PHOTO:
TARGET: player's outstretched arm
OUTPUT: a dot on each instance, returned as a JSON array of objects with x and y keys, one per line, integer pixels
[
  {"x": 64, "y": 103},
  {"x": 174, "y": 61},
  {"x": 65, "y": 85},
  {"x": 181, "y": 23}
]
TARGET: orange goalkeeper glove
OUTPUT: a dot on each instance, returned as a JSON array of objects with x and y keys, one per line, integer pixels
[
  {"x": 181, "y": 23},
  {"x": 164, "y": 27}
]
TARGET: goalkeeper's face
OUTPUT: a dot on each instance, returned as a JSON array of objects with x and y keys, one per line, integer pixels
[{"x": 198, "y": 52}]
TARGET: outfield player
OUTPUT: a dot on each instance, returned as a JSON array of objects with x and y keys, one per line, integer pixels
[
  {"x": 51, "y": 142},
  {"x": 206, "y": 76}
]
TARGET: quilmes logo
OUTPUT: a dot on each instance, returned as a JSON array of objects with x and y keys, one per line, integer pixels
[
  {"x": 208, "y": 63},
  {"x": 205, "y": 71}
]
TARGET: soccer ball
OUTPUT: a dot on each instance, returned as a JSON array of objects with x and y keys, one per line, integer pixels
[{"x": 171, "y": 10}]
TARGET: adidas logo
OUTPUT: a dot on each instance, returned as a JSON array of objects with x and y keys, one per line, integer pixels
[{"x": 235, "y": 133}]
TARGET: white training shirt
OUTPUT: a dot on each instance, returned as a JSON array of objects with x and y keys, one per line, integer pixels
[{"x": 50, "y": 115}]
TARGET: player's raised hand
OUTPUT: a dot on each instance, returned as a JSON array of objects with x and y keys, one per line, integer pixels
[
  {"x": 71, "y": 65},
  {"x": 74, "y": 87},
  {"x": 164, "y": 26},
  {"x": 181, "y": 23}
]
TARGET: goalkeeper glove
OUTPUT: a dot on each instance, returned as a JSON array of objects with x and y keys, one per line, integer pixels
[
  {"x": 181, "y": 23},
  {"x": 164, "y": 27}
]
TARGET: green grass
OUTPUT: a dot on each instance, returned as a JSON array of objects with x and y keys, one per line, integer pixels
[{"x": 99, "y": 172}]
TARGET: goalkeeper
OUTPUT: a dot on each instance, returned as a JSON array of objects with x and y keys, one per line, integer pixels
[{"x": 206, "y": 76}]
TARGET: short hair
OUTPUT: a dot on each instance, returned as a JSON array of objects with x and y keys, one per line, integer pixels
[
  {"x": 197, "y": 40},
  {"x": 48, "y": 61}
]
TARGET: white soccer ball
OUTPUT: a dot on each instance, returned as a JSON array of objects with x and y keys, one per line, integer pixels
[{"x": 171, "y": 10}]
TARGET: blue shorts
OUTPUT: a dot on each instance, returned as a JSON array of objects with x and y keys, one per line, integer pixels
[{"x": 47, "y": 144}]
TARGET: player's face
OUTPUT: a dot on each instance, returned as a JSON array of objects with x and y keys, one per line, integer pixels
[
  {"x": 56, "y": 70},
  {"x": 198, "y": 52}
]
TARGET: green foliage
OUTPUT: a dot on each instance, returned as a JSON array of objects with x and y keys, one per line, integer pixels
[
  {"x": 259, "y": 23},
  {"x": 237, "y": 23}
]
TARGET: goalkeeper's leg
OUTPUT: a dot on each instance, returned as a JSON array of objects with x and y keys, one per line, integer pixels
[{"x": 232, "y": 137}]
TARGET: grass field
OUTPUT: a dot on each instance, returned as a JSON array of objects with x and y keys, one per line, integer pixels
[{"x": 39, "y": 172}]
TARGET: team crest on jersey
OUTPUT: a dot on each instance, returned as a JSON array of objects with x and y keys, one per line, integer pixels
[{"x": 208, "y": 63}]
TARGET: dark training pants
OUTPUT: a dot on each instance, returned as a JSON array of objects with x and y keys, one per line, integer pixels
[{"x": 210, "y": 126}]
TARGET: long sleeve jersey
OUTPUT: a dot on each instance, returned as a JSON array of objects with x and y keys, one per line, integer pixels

**TASK:**
For the string "soccer", go through the entries above and copy each line where it occurs.

**RESULT OF THE EXERCISE:**
TARGET: soccer ball
TARGET: white soccer ball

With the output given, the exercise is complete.